— BEGIN Raw records —
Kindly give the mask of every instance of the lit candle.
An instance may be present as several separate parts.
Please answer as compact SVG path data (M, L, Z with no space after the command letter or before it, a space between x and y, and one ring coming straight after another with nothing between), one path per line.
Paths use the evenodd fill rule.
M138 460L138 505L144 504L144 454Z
— END Raw records —
## Objective
Copy the records above word for word, keeping each line intact and in its original order.

## Result
Kindly give the mask of every instance of the lit candle.
An instance may be present as several separate parts.
Please answer as compact SVG path data (M, L, Z with no space after the command letter or before it, a space between x and y, and one ring coming straight after another with nothing between), one path per line.
Paths use the evenodd fill rule.
M138 460L138 505L144 504L144 454Z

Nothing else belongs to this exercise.